Ihm war schnell klar, dass er dies annehmen würde. Doch auch bei diesem Vorhaben sollte es nicht bleiben. Bei einem Volksfest in La Paz kam er mit einigen Leuten ins Gespräch, wobei sich später herausstellte, dass einer der Unbekannten Angestellter des bolivianischen Skiverbandes war.

Breitfuss Kammerlander bekundete Interesse, für Bolivien anzutreten. Ganz so einfach war es dann aber doch nicht.

"Die härteste Zeit"

Zwischen dem Entschluss und dem Aushändigen des Reisepasses vergingen sechs Jahre. Zuerst musste der Sport-Freak drei Jahre am Stück in Bolivien verbringen. Ohne Ausreise, ohne Besuch in Österreich. Ganz alleine, ohne Familie.

"Das war brutal zach. Wahrscheinlich die härteste Zeit bis jetzt", blickt er zurück. Doch Breitfuss Kammerlander zog es durch - das ist sein Lebens-Motto. "Wir haben das als Familie besprochen und gesagt, wir tun es. Das ist mein Ding. Entweder ich mache etwas mit hundert Prozent oder ich lasse es gleich bleiben."

Danach vergingen drei weitere Jahre, bis er endlich den Pass in Händen hatte. In dieser Zeit konnte der Tiroler keine Rennen bestreiten - weder in Bolivien, noch in Österreich. Nach insgesamt sechs Jahren war es aber endlich so weit und er erhielt seinen bolivianischen Pass.

------------------------

◆ **AUFGABE 1**
Zähle, wie viele Zeilen der Datensätze unten die Zeichenfolge „pile“ enthalten, und beachte dabei die Groß- und Kleinschreibung. Gib nur die Zahl an.

◆ **DATENAUSZUG**
------------------------

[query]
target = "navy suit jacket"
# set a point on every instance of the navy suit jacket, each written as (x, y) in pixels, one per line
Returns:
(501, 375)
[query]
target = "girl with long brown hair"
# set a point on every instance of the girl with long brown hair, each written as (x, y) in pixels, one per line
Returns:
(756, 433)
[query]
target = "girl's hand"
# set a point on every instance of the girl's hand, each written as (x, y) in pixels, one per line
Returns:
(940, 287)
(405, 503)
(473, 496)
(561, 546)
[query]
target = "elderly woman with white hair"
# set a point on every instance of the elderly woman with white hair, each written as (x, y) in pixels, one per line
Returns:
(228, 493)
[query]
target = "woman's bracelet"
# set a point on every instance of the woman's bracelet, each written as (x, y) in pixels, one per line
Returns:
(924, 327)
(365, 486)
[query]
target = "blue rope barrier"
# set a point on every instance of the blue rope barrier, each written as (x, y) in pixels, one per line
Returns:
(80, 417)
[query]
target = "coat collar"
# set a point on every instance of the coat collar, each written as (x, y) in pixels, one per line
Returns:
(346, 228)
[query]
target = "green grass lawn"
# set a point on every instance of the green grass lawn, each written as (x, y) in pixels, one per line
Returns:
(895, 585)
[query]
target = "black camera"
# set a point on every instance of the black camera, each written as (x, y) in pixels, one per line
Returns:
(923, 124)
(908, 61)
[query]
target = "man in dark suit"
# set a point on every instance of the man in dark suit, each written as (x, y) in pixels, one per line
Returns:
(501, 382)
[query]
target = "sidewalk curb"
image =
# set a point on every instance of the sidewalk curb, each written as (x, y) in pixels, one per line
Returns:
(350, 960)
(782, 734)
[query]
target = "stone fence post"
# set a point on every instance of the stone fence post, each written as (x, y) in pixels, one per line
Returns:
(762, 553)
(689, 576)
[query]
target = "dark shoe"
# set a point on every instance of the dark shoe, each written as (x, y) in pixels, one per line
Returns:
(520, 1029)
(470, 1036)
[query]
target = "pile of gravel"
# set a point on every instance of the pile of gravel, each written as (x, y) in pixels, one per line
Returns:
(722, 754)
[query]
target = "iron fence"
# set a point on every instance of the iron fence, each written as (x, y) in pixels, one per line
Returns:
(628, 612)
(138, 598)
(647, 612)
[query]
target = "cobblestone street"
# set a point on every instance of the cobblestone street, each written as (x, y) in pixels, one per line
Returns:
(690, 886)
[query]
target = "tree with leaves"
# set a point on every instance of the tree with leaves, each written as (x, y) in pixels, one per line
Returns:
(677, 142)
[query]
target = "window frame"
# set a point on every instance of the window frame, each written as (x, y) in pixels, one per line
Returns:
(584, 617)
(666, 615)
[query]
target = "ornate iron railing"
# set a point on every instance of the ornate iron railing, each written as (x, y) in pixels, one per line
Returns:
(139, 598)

------------------------

◆ **AUFGABE 2**
Schreibe einen Abschnitt aus dem Lesetext wortgetreu ab. Beginne bei den Worten „Breitfuss Kammerlander bekundete“ und höre nach den Worten „alleine, ohne Familie.“ auf.

◆ **RICHTIGE AUSGABE 1**
2

◆ **RICHTIGE AUSGABE 2**
Breitfuss Kammerlander bekundete Interesse, für Bolivien anzutreten. Ganz so einfach war es dann aber doch nicht.

"Die härteste Zeit"

Zwischen dem Entschluss und dem Aushändigen des Reisepasses vergingen sechs Jahre. Zuerst musste der Sport-Freak drei Jahre am Stück in Bolivien verbringen. Ohne Ausreise, ohne Besuch in Österreich. Ganz alleine, ohne Familie.